───── Records for the task

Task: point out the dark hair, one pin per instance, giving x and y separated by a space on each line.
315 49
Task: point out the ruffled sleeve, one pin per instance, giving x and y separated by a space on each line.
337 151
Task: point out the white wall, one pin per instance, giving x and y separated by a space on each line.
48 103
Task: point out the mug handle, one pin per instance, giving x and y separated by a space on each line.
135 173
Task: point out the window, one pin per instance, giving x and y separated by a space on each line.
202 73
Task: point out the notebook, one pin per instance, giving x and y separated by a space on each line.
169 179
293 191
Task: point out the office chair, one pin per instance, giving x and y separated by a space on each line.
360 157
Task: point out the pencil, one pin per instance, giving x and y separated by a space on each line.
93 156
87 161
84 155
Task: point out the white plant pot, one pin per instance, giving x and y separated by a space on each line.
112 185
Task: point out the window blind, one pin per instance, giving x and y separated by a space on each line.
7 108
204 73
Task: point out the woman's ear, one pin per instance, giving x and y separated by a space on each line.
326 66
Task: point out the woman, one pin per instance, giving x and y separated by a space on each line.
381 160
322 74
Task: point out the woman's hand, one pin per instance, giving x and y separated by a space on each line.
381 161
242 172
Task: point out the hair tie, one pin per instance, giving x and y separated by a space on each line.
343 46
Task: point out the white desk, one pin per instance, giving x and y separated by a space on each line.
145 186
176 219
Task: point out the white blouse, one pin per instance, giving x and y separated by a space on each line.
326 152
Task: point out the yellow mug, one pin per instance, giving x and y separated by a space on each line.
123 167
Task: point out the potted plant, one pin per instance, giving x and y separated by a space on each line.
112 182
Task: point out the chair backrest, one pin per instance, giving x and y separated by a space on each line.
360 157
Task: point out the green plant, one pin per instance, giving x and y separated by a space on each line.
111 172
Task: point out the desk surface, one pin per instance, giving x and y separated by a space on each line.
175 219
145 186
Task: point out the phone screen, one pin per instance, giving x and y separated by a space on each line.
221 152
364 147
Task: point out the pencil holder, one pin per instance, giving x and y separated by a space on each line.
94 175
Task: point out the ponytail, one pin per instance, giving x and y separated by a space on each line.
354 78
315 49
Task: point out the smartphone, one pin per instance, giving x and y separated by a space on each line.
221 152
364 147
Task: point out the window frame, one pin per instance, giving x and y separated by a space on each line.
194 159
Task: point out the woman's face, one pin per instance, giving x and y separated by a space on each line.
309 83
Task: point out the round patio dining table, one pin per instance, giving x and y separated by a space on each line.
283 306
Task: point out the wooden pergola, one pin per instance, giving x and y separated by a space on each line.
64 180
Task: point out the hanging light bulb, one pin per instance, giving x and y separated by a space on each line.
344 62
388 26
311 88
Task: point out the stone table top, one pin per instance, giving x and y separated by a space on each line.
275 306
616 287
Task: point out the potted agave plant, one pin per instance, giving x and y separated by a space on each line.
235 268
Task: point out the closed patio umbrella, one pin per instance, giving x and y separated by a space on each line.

──────────

» **Request**
Reproduce every record above exactly as it appears.

» **Written solution**
Task: point out the dark hair, one pin per instance, giving x and y separated by a space on each line.
315 49
Task: point out the ruffled sleeve, one pin per instance, giving x and y separated by a space on each line.
337 151
Task: point out the white wall, one pin per instance, giving x and y separated by a space on each line.
48 103
Task: point out the mug handle, one pin per instance, giving x and y separated by a space on each line.
135 173
Task: point out the window, one pin per instance, giving x and y separated by a space on each line.
202 73
Task: point out the notebook, one pin per instance, giving x and y separated by a space on each line.
169 179
293 191
Task: point out the office chair, one pin per instance, giving x and y separated by a space on each line.
360 157
Task: point out the pencil, one pin per instance, giving x and y separated by a space on each line.
93 156
87 161
84 155
Task: point out the white plant pot, one pin per instance, giving x and y separated by a space on each line.
112 185
Task: point out the window blind, one pin per instance, giving x and y separated by a space on each line.
7 108
204 73
Task: point out the woman's ear, one pin per instance, giving x and y separated by a space on each line.
326 66
Task: point out the woman, one pin per instance, giving x and y separated by a space on each line.
381 160
322 74
Task: point out the woman's hand, one pin per instance, giving x and y separated by a space on each line.
381 161
242 172
Task: point out the hair tie, one pin per instance, giving x and y separated by a space on each line.
343 46
Task: point out the white desk, one pin per instance, giving x and y separated by a space on each line.
145 186
176 219
Task: point out the white blouse, one pin per instance, giving x and y separated by a space on each line.
326 152
Task: point out the yellow mug, one pin per instance, giving x and y separated by a space on each line.
123 167
Task: point out the potted plant, one pin per instance, giving x and y separated by a space on each line.
112 182
Task: point out the chair backrest, one pin per instance, giving x and y separated by a space on each line.
360 157
Task: point out the green plant, one pin per instance, giving x and y separated by a space on each line.
111 172
Task: point out the desk surface, one pin per instance, giving x and y separated by a space on each line.
175 219
145 186
Task: point out the phone screen, one pin per instance, giving x and y separated by a space on each line.
221 152
364 147
Task: point out the pencil holder, one pin per instance, giving x and y separated by a space on each line.
94 175
Task: point out the ponytail, one pin per instance, giving x and y separated by a space on each line.
354 78
315 49
Task: point out the smartphone, one pin per instance, giving x and y separated by a space on each line.
221 152
364 147
Task: point out the window frame, one pin per instance, giving x and y separated by a space on each line.
194 159
Task: point out the woman's face, one pin per instance, giving x and y separated by a space on each line.
309 83
Task: point out the round patio dining table, one pin per instance, giving x and y separated by a space on each line.
283 306
Task: point out the wooden pergola, one pin per instance, giving x and y separated by a space on each line.
64 180
Task: point out the hanging light bulb, one pin per instance, giving x and y separated by a space on each line.
344 62
388 26
311 88
Task: point out the stone table top, one pin per instance, giving x and y separated by a space on each line.
275 306
616 287
Task: point out the potted agave plant, one pin per instance, giving x and y separated by a space on each line.
235 268
Task: point out the closed patio umbrella, one pin per instance, giving x and y separated by a space on each line.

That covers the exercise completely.